WHAT TO DO: Can you pull out the lines below, unchanged, from the one containing "Someone claims the windshield" through the one containing "[305,0,992,358]", with both of those included and the picture left out?

MATERIAL FOR THIS EXERCISE:
◆ ◆ ◆ ◆ ◆
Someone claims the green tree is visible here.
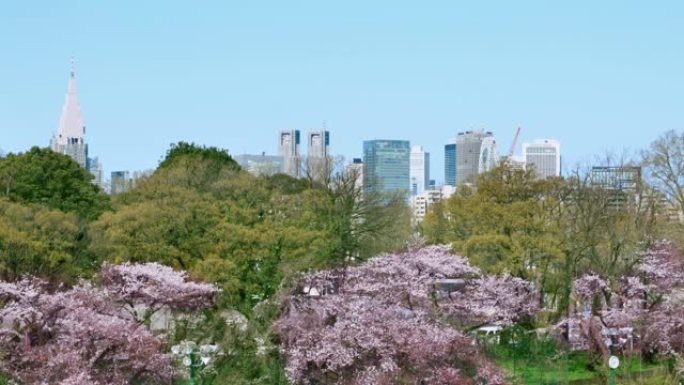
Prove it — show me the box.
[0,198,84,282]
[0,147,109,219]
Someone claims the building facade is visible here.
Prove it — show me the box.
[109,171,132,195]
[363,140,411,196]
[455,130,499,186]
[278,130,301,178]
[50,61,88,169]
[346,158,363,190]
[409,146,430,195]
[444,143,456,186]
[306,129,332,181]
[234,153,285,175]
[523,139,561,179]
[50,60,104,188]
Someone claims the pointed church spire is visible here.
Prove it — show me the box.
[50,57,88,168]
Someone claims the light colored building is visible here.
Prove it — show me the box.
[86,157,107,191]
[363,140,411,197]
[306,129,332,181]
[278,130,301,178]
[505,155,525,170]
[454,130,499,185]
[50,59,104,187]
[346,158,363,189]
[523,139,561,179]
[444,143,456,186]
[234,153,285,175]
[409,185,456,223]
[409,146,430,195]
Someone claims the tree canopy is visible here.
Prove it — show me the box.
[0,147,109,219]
◆ ◆ ◆ ◆ ◆
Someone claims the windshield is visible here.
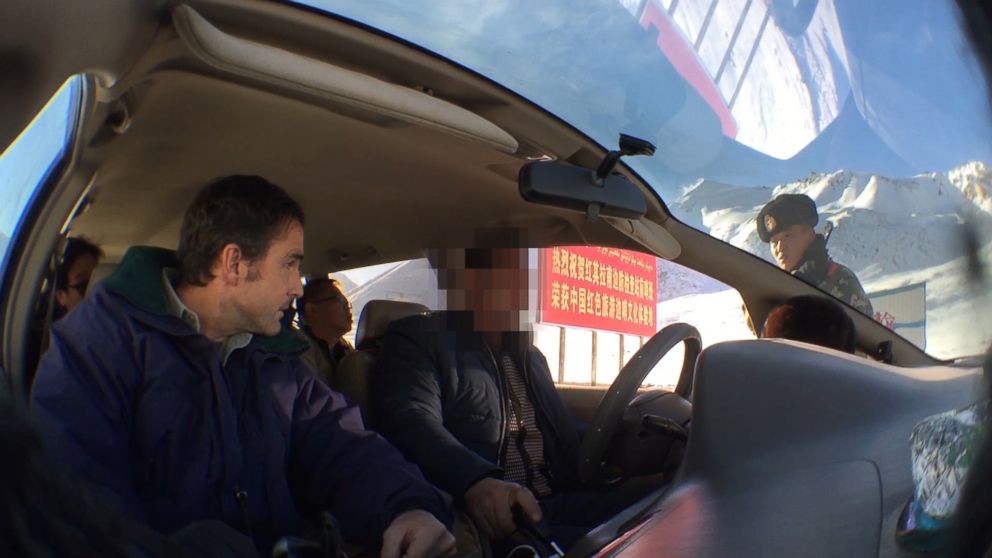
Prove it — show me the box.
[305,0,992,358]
◆ ◆ ◆ ◆ ◆
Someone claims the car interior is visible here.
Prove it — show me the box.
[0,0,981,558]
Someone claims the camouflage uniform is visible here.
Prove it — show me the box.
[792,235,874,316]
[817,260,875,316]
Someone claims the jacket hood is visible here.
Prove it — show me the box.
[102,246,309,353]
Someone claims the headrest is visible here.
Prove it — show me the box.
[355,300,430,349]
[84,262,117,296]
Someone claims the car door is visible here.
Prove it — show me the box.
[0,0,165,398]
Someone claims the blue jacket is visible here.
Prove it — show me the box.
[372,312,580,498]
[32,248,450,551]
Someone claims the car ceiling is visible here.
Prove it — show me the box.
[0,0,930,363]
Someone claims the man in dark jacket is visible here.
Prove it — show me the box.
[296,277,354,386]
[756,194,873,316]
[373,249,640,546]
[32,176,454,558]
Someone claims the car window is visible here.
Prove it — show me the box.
◆ ◆ ◆ ◆ ◆
FULL RESPONSE:
Someone claims the windshield is visible here.
Prove it — show me the box.
[305,0,992,358]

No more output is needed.